» **THE REQUEST**
Continue the article about amateurs catching an error in NASA's temperature data, starting after its final sentence.

» **DOCUMENT PASSAGE**
Amateur team finds NASA error similar to one they discovered a year ago.

NASA'S Goddard Institute for Space Studies (GISS) is one of the world's primary sources for climate data. GISS issues regular updates on world temperatures based on their analysis of temperature readings from thousands of monitoring stations over the globe.

GISS’ most recent data release originally reported last October as being extraordinarily warm-- a full 0.78C above normal. This would have made it the warmest October on record; a huge increase over the previous month's data.

Those results set off alarm bells with Steve McIntyre and his gang of Baker Street irregulars at They noted that NASA's data didn't agree at all with the satellite temperature record, which showed October to be very mild, continuing the same trend of slight cooling that has persisted since 1998. So they dug a little deeper.

McIntyre, the same man who found errors last year in GISS's US temperature record, quickly noted that most of the temperature increase was coming from Russia. A chart of world temperatures showed that in October, most of Russia, the largest nation on Earth, was not only registering hot, but literally off the scale. Yet anecdotal reports were suggesting that worldwide, October was actually slightly colder than normal. Could there be another error in GISS's data?

» **GIVEN DATA**
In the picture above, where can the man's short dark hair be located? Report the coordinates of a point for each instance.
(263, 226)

» **TASK RESPONSE**
An alert reader on McIntyre's blog revealed that there was a very large problem. Looking at the actual readings from individual stations in Russia showed a curious anomaly. The locations had all been assigned the exact temperatures from a month earlier-- the much warmer month of September. Russia cools very rapidly in the fall months, so recycling the data from the earlier month had led to a massive temperature increase.

A few locations in Ireland were also found to be using September data.

Steve McIntyre informed GISS of the error by email. According to McIntyre, there was no response, but within "about an hour", GISS pulled down the erroneous data, citing a "mishap" and pointing the finger of blame upstream to the National Oceanic and Atmospheric Adminstration (NOAA).

NOAA's Deputy Director of Communications, Scott Smullens, tells DailyTech that NOAA is responsible only for temperature readings in the US, not those in other nations.

The error not only affected October data, but due to the complex algorithm GISS uses to convert actual temperature readings into their output results, altered the previously published values for several other months as well. The values for August 2008, for instance, changed by 0.11C and the global anomaly as far back as 2005 increased by a hundredth of a degree.

GISS is run by Dr. James Hansen, a strident global warming advocate who has accused oil companies of "crimes against humanity".  Hansen recently made headlines when he travelled to London to testify on behalf of a group of environmentalists who had damaged a coal plant in protest against global warming. Hansen also serves as science advisor to Al Gore.

Dr. Hansen could not be reached for comment.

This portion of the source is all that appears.